= Set problem A =
Answer these questions about the campaign account:
(i) How many votes did the writer receive in the Public Service Commission race?
(ii) In what year did the writer move to Pawleys Island?
(iii) Whose speech at Coastal did the writer attend in December of 2002?
= Set problem B =
Please continue the campaign account, picking up right after its final sentence.

= Selected passage =
(begin)

In 1999 I went to hear libertarian Harry Browne speak to a packed crowd of 400 at the Galleria in heavily Republican Cobb County. I went to some Libertarian meetings and was soon recruited to run for the Public Service Commission in the Libertarians’ struggle to maintain ballot access. We had to get 3 percent statewide. I ran a good campaign with help from Neal Boortz, produced a good one-minute radio ad and put out 500 signs all over Georgia. We got 133,904 votes (5.8 percent) in a heavily contested three-man race.

When I moved to Pawleys Island in 2001, the Republicans couldn’t find anyone to run to succeed and hold Tom Swatzel’s seat. I was again invited by Republican Party officials to run, and I did. I even stayed in when they finally convinced Jerry Oakley to run. I got almost 30 percent as a total unknown in the 2002 June primary.

I remained with the Republicans, and helped Jim DeMint make his great 2004 primary comeback from 25.6 percent, barely making the runoff against Beasley. Meanwhile, in mid-March of 2003, right before the invasion of Iraq, I strongly opposed it, and called it “madness,” You see, I had attended Marine Maj. Scott Ritter’s speech at Coastal in December of 2002. He said, “There’s nothing left over there. They destroyed almost all of it. But they’re going anyway.” President Ingliss pooh-poohed the speech.

In September of 2004, when Patricia Ferguson abruptly dropped out of the S.C. House 106 race as the Democrat, I thought somebody should run, because it was Nelson Hardwick’s first time. When Greg McCollum told me there wasn’t anybody, and besides they were printing the ballots the next week, I told him that I would do it if he could get me on the ballot. Because I was a Republican, the Republican party in Columbia permitted the switch of names on the ballot. I lost with 5,000 votes on a faulty ballot, which I appealed, and Nelson will tell you that I gave him a good test.

(end)

= Labeled area outline items =
(begin)

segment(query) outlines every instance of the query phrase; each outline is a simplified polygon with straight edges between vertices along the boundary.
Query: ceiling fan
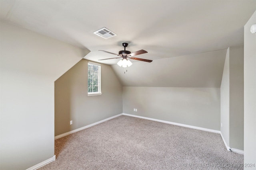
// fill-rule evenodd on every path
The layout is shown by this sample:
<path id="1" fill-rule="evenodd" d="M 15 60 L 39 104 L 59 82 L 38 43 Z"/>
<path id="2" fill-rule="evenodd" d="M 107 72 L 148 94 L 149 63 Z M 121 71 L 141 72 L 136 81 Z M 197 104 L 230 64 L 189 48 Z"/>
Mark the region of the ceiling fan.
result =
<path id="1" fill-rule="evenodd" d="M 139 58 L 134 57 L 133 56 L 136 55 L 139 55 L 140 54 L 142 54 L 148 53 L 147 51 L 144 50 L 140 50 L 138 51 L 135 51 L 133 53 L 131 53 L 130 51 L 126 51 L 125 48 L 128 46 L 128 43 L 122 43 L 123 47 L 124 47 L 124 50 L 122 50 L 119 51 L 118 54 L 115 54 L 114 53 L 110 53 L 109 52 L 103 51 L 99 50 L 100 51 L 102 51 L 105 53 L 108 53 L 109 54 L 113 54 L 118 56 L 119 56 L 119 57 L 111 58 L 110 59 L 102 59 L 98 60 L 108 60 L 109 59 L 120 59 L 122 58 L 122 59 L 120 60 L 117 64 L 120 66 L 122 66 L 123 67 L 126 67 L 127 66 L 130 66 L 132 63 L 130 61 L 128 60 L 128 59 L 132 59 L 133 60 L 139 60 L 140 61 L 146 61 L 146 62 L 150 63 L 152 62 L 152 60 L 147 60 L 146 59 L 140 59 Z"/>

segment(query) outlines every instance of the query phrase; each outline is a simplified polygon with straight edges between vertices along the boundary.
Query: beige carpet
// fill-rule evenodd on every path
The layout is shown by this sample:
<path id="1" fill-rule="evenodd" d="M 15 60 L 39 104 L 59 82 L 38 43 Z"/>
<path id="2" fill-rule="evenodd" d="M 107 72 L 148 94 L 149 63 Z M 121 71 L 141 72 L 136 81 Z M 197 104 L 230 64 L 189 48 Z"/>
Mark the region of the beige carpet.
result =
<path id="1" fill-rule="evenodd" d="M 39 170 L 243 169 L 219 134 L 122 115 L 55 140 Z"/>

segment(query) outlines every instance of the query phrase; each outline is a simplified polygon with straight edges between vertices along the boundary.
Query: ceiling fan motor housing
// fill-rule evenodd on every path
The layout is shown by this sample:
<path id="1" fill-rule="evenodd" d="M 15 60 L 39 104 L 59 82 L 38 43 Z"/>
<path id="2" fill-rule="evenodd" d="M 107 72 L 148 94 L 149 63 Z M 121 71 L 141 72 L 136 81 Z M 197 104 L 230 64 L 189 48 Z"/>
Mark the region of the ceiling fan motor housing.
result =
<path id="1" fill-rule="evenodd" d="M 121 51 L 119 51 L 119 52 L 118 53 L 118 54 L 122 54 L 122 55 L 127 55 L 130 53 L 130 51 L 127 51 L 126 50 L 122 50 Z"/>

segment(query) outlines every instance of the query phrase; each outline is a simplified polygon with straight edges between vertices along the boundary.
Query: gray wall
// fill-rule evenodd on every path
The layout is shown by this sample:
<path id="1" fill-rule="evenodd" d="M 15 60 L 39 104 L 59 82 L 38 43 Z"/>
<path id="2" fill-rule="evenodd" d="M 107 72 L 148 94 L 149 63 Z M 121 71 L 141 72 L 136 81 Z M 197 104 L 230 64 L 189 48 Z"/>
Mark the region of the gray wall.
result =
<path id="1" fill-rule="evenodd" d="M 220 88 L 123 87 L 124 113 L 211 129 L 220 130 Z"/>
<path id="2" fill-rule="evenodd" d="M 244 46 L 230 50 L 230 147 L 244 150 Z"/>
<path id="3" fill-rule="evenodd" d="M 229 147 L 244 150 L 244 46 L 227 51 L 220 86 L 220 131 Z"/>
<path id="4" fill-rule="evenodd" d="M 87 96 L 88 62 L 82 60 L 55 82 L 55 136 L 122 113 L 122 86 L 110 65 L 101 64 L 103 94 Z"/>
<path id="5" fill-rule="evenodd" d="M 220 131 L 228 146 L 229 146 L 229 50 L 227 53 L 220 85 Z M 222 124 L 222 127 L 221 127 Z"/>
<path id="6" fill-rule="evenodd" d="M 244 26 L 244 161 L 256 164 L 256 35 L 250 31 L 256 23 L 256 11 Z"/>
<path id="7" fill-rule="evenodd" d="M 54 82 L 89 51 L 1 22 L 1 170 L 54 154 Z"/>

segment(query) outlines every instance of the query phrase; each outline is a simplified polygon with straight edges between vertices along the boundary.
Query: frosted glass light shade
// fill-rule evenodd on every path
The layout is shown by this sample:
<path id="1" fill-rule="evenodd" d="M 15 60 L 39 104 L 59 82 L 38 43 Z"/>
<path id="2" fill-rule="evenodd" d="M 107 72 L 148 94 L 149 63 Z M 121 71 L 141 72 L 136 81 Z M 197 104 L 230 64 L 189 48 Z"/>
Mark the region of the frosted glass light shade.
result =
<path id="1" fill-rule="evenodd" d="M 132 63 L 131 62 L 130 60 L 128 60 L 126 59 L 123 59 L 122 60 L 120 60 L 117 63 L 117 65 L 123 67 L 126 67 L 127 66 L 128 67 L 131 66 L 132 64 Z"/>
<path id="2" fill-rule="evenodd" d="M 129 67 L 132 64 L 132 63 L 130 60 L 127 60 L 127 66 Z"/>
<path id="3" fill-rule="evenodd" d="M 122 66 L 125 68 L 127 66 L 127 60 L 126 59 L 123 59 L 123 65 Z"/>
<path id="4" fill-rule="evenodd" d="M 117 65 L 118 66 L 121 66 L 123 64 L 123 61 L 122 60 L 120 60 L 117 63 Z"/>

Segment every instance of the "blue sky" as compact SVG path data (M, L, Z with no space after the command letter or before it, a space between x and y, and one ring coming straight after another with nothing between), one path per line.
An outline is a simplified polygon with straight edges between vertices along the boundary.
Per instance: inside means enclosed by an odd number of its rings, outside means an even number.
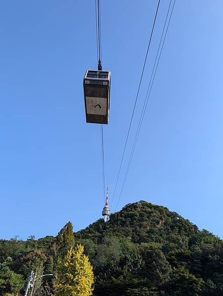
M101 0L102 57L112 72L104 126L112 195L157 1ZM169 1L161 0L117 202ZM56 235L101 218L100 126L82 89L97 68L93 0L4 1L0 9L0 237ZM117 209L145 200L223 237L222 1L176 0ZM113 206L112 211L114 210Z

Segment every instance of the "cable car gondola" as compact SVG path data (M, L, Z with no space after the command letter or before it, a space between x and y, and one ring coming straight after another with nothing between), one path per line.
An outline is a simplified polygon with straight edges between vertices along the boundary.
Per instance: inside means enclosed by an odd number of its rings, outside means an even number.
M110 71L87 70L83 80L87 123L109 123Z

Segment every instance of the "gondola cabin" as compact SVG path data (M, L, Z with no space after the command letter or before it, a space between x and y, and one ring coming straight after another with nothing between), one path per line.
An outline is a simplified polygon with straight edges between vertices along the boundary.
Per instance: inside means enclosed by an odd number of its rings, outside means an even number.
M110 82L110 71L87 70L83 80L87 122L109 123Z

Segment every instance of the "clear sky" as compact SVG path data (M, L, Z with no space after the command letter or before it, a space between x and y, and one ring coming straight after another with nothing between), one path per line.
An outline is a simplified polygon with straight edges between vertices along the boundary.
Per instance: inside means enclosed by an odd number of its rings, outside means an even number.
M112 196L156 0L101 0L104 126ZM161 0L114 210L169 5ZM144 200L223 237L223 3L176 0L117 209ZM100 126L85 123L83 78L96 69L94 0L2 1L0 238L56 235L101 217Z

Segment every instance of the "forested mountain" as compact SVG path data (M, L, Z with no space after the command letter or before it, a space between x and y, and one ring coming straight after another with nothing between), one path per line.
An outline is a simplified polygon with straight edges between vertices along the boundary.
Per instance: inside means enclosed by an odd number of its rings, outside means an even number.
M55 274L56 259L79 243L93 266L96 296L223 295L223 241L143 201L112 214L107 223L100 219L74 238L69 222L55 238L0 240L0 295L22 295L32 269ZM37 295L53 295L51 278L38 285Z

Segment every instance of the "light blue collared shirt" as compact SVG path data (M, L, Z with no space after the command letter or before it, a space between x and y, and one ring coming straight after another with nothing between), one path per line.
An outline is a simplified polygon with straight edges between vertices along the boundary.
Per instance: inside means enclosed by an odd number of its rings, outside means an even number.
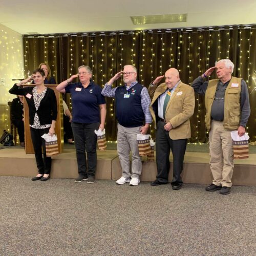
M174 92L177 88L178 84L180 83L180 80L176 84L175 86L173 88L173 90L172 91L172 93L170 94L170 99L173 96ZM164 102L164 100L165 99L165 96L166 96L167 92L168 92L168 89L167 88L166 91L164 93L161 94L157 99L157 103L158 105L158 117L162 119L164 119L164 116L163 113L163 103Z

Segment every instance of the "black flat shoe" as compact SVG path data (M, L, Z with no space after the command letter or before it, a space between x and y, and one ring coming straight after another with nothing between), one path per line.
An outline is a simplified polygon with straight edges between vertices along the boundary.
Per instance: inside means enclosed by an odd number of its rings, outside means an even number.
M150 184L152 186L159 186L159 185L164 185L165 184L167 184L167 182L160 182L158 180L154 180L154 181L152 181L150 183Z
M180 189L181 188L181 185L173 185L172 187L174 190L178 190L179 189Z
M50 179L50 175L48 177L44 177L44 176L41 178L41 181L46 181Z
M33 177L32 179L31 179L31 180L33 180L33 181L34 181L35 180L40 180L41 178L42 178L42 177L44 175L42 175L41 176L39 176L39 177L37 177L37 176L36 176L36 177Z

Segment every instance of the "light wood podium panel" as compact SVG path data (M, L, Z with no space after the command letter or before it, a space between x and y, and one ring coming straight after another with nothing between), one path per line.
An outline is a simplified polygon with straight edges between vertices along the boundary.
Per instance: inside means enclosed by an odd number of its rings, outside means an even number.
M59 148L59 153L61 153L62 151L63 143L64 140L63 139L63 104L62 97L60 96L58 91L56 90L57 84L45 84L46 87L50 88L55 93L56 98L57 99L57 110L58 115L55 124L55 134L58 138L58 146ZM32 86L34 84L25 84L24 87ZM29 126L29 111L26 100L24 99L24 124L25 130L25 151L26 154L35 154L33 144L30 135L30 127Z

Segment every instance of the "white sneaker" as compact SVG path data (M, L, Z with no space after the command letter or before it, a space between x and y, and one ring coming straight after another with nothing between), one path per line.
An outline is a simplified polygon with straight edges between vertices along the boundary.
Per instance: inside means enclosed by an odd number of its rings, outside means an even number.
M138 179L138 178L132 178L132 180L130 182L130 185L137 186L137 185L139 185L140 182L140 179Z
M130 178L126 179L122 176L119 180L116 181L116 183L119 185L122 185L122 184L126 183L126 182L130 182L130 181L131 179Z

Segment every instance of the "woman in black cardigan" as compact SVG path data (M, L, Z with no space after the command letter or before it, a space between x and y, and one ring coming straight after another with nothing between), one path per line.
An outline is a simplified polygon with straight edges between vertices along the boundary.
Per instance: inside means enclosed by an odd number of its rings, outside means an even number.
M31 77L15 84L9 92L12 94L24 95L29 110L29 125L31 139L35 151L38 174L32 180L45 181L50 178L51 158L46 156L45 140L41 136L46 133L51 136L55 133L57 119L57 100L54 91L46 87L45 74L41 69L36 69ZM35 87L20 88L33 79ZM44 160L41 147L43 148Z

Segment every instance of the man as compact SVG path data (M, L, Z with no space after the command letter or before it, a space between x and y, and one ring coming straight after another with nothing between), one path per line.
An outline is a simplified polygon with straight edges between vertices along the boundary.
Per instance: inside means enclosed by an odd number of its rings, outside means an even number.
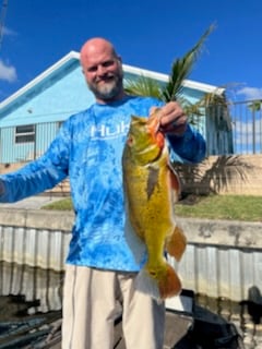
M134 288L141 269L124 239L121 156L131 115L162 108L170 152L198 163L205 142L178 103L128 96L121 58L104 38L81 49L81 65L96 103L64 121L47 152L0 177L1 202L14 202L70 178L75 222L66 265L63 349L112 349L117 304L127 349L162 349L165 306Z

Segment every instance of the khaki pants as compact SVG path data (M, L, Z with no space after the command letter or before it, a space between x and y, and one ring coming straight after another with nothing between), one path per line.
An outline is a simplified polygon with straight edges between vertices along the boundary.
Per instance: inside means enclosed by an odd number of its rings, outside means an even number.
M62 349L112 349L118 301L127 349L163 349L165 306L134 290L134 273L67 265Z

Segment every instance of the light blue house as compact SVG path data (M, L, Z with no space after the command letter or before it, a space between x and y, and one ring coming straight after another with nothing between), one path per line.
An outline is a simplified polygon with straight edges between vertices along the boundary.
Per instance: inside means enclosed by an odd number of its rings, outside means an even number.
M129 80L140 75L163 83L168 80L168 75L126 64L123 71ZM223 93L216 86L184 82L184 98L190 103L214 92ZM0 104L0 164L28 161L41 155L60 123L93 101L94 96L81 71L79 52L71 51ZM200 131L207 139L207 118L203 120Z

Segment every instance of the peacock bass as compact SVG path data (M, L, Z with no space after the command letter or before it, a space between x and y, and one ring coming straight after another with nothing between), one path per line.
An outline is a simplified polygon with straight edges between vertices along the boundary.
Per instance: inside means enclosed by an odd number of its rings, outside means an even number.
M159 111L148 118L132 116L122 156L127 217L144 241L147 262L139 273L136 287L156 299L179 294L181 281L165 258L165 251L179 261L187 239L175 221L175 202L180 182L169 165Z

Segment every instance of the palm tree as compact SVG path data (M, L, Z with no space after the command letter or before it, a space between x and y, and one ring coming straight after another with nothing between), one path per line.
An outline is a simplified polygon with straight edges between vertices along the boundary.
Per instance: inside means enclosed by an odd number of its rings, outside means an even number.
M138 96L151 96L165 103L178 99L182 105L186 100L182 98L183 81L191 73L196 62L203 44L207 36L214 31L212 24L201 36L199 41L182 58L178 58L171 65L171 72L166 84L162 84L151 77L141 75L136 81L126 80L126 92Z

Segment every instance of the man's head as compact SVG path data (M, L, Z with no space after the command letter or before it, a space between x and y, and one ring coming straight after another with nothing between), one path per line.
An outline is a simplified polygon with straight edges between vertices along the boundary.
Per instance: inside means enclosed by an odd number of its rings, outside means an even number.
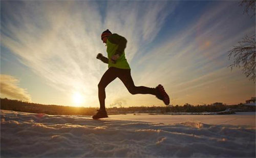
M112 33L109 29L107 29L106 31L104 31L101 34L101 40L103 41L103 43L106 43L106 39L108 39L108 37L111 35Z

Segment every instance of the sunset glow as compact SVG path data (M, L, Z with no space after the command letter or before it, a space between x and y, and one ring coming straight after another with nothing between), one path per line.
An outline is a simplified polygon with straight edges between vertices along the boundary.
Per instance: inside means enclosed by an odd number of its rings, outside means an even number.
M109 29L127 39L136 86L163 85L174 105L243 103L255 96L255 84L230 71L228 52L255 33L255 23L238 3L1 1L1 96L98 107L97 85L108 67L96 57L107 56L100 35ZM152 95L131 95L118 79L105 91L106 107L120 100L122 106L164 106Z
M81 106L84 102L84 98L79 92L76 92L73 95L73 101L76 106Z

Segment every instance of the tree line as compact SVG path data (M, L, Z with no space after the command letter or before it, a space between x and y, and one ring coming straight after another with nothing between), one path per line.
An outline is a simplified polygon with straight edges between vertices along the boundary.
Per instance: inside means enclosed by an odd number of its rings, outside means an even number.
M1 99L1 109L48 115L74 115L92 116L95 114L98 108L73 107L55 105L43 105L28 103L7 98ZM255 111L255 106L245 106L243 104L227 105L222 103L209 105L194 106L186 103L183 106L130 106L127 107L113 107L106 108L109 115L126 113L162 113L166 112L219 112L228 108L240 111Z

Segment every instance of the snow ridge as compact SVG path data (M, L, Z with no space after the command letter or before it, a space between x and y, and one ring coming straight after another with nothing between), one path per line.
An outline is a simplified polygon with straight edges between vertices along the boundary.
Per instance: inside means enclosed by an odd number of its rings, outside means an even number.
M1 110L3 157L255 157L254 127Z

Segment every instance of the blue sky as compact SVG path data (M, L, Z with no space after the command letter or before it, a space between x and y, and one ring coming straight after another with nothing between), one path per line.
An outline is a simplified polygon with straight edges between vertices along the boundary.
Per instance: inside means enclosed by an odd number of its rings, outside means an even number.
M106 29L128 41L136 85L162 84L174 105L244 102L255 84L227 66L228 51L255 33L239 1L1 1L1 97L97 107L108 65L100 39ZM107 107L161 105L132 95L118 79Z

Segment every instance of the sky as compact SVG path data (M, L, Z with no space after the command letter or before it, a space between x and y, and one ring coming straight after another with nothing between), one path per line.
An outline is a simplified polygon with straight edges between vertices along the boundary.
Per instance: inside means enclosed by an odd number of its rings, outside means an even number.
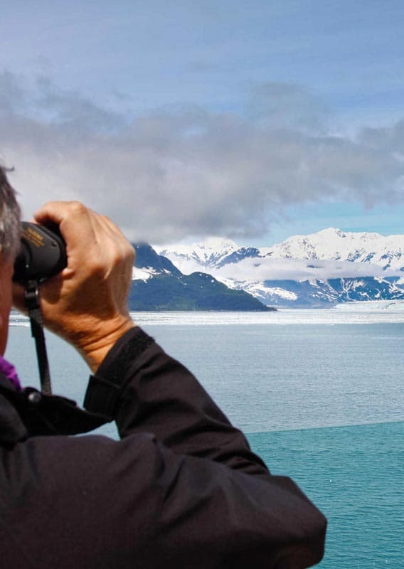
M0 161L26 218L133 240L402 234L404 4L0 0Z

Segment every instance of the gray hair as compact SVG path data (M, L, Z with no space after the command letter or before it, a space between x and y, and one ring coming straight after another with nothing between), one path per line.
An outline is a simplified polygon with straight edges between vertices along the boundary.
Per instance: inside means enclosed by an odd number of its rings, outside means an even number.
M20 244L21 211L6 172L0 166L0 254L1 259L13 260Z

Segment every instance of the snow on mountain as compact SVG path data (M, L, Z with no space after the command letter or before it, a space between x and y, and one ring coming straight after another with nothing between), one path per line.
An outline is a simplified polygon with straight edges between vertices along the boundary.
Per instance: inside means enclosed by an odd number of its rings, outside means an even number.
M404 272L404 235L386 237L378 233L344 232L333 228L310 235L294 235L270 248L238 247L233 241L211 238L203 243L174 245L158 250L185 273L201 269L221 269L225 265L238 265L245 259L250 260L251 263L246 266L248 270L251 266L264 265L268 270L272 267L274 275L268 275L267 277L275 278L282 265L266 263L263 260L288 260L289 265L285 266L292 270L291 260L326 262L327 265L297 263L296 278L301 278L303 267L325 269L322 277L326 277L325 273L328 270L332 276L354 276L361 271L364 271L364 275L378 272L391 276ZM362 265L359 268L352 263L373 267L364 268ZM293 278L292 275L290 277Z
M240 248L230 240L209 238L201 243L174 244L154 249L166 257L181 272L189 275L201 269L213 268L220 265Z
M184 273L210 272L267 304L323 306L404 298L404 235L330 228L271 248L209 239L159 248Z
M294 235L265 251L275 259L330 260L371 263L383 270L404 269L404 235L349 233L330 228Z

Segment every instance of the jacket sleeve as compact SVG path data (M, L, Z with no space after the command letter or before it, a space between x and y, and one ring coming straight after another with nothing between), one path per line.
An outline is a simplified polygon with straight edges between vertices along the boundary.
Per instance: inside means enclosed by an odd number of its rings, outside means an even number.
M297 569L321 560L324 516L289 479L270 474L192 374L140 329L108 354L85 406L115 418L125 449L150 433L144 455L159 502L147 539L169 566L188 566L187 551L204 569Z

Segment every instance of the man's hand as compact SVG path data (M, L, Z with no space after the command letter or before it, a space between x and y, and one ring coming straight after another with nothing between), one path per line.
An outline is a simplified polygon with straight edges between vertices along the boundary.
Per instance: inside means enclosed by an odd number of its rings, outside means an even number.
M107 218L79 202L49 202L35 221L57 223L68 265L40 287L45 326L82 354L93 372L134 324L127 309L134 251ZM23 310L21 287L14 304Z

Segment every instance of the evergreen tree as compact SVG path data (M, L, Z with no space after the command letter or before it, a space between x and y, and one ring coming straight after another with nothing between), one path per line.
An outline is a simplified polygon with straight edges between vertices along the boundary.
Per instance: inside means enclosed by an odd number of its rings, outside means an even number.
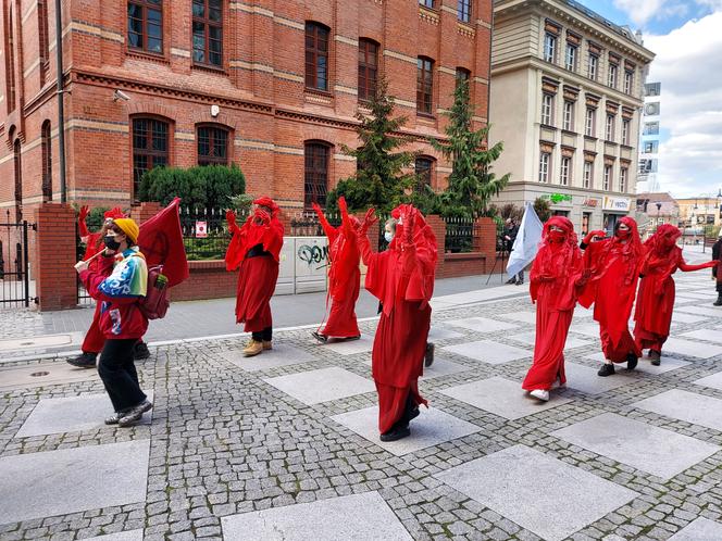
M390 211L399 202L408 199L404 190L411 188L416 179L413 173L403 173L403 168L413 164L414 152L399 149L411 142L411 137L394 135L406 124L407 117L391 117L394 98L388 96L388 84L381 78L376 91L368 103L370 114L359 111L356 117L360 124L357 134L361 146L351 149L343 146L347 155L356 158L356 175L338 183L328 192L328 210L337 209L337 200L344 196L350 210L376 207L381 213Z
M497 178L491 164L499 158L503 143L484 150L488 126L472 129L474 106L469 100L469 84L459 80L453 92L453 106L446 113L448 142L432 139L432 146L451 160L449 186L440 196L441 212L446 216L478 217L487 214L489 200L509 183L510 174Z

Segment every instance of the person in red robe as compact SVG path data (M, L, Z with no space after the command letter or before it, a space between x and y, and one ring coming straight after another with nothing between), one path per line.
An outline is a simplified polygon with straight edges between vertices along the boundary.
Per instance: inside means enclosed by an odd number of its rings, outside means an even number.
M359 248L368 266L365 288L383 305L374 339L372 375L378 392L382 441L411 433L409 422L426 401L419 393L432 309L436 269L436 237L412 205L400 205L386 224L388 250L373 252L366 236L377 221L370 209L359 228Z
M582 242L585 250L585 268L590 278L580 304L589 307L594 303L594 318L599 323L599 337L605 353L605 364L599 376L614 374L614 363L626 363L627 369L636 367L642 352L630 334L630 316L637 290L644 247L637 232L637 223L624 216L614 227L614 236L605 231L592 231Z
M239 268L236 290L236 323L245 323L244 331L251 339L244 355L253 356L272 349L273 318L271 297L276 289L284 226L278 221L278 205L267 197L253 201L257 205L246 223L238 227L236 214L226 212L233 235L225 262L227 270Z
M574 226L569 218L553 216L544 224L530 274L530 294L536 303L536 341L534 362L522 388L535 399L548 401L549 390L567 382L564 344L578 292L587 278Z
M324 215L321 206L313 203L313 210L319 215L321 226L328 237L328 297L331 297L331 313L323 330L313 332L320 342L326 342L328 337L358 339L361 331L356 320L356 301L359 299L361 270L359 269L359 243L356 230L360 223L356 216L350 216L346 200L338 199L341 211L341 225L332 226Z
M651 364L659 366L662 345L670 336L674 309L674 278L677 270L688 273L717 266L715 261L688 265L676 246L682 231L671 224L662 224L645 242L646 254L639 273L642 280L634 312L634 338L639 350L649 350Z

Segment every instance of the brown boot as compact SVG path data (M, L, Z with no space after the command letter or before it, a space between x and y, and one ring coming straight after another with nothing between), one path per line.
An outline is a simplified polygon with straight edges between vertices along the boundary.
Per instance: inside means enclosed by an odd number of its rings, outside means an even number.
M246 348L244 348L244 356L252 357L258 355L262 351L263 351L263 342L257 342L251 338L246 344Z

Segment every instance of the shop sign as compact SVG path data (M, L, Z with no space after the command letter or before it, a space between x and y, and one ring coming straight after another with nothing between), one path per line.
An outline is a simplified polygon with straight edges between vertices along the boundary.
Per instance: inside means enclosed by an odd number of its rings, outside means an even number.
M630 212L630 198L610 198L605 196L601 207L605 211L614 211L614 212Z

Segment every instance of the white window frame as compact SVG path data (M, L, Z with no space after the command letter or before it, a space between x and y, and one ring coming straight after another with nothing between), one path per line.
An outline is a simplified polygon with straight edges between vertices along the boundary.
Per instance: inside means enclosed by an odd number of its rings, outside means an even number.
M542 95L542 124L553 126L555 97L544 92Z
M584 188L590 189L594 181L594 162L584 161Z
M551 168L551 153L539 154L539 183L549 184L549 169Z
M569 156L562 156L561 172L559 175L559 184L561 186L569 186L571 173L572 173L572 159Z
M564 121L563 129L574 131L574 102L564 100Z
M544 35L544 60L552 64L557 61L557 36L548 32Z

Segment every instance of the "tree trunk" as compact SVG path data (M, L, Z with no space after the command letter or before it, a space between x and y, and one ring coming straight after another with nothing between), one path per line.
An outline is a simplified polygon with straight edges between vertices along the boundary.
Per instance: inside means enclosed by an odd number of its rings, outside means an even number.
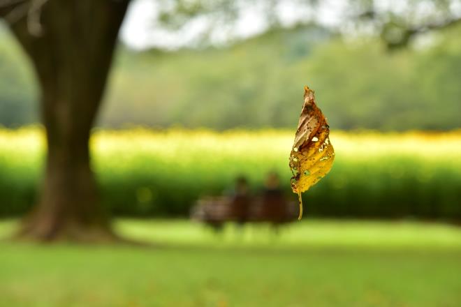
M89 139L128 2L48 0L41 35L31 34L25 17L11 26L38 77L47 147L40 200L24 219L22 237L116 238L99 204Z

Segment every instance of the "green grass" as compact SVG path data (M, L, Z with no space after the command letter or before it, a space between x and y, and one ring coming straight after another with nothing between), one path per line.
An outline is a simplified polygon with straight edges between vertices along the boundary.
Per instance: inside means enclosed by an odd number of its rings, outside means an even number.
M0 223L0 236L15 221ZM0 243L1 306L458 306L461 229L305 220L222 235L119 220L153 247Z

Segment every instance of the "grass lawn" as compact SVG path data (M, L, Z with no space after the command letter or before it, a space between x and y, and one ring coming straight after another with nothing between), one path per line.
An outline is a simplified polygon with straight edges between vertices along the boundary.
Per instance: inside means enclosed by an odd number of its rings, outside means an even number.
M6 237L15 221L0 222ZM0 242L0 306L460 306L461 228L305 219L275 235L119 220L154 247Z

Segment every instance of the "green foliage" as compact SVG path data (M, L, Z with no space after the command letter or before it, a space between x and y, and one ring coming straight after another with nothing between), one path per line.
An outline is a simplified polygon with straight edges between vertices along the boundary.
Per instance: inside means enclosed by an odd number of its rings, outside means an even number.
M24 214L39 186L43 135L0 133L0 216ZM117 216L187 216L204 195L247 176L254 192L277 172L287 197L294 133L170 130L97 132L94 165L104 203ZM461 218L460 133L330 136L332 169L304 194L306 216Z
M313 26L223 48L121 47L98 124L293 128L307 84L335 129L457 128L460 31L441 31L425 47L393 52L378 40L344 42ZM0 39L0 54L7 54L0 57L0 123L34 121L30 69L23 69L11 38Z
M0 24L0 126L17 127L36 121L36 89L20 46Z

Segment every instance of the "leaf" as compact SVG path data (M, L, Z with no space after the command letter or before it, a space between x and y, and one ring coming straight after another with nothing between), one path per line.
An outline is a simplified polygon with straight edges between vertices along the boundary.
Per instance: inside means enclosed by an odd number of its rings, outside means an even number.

(end)

= Exercise result A =
(i) 133,904 votes (5.8 percent)
(ii) 2001
(iii) Marine Maj. Scott Ritter's

= Exercise result B =
Finally, in 2010 I “tested the waters” with a four-month campaign on the Democratic side to unseat an aging Henry Brown. Henry dropped out in early January of 2011 after my TV ad blitz here and in Charleston in December. As strong Republicans like Stovall Witte, Clark Parker, Paul Thurmond and Tim Scott entered the race, I decided to let them have it, and I didn’t file.

And again, when I saw that Howard Barnard had not recruited anyone to succeed him in Council 5 in the Surfside Beach area, where I now lived, I got the OK from Republican Party officials Tom Herron and Robert Rabon, paid the $738.64 filing fee out of my own pocket, and did another three month campaign. I lost against two well-funded candidates, Paul Price and Bill McKown, but we debated, discussed the issues, put out our signs, shook a lot of hands, and I did OK.

Recently, in Mullins at the I-73 road show, Brad Dean kind of kidded me asking me what I was, “A Libertarian , a Republican or a Democrat?” Before I could give my answer, Brad had moved on. To Brad and everyone else, “I am an American.”

The writer, a candidate for the 7th Congressional District, lives in Myrtle Beach.